> _Text shown_:
- - -

The first Volvo I bought, a 740. Picked it up from showroom and realised it needed fuel so stopped at first available filling station. Couldn't work out how to get the filler cap off. Drove back to the dealer, running on fumes and learned that the bloody filler actually unscrewed - not a quarter turn jobby like every other car I had ever filled.  :oops:

Posted

On the day I passed my driving test, I went out in my newly taxed and insured Dawson Cherry Coupe and thought I'd treat it to a FULL TANK of petrol. Felt in my back bin and felt paper money, so off I popped. Brimmed it, went in the shop and pulled out..........A fiver.

 

Payphone. Mum. Can you bring me the money I've left at home.

 

Heartbreaking thing is it only took £22 to fill it.

Posted

Annoys me when folk queue up the road to petrol station because they want the side closest to filler neck. I understand vans doing it but majority of cars can be filled from a nozzle opposite to fuel filler. Filled punto up tonight and got some dirty looks for actually using the length of hose to reach to nozzle.

  • Like 3
Posted

About 10 years ago me and my two teenage boys were staying with friends in France and when we went out for the day in the camper I intentionally left any valuables behind, taking about 20 Euros and a card.

On the way back I stopped a small super market fuel station to fill the van, the kind with a pay booth on way out. As it was set up for LHD cars I walked to the booth and when I got there I noticed the huge sign with a card and a cross through it, -cash sales only. Whoops.... :oops:

Posted

As much as people there gripe, I'll say that for here- either pay cash up-front or stick your card in the machine.

 

Fill up, the pump will either stop at the amount you paid, or wander back in to get your change; either that or you grab your receipt and your card is charged for the amount that is on the screen when you hang up the pump handle.

 

Oh, and diesel is the green handle and gas is black. The sign will have red letters for gas and green for diesel on the prices also.

- - -

> _Data provided_:
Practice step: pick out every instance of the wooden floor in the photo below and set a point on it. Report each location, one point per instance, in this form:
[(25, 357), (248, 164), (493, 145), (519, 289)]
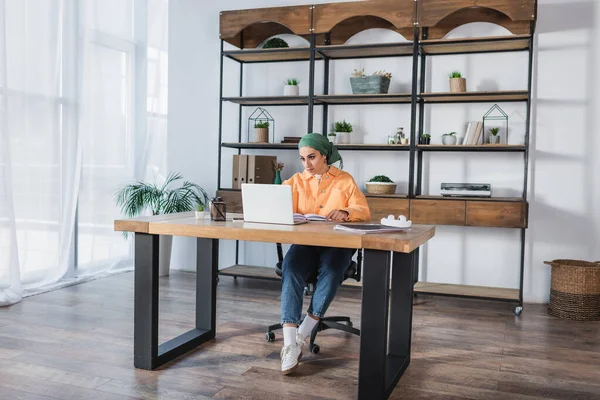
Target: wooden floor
[(76, 343)]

- - -

> _Task set_:
a) In the forum posts about filling up, how much did it cost to fill the Dawson Cherry Coupe's tank?
b) Pick up the forum posts about filling up right after their final sentence.
The material placed after the forum posts about filling up comes from an unrelated source.

> _The replies_:
a) £22.

b)
Plus, you pick the grade you want by hitting the button and the appropriate amount of xylene/additives are squirted in per gallon as you pump to raise the octane rating to something acceptable*

 

 

Worst I ever had in the UK was my Bluebird, where the nozzle went thump against the pipe on the inside over the years.. dragging the hose over the back at Sainsbury's one afternoon, with the handle upside-down to get it to reach, squeezed the trigger and ended up with fuel all over the floor as it pissed out of the rusty hole in the filler neck instead of going into the tank. Rusty, muddy fuel all over the forecourt.

Fixed that one with JB weld after that pretty quickly..

 

--Phil

Posted

I'm annoyed also with the punto. Seems to click alot when putting fuel in. Blocked breather maybe.

Posted

Years back a mate of mine known as Fram 'cos he spelt farm wrong in a school spelling test reached 16 and took his FS1E to the Esso to fuel it up.
He had £2 on him and carefully squeezed in £1.90's worth of petrol and went in to pay and the young girl behind the counter said thats 19p please.

We ripped the piss out of him for months...

  • Like 3
Posted

Got a Vectra as a loaner a few years ago and it took me a fookin yonk to realise that the filler flap was on the central locking, thought I was going strange not being able to find a release lever for the flap.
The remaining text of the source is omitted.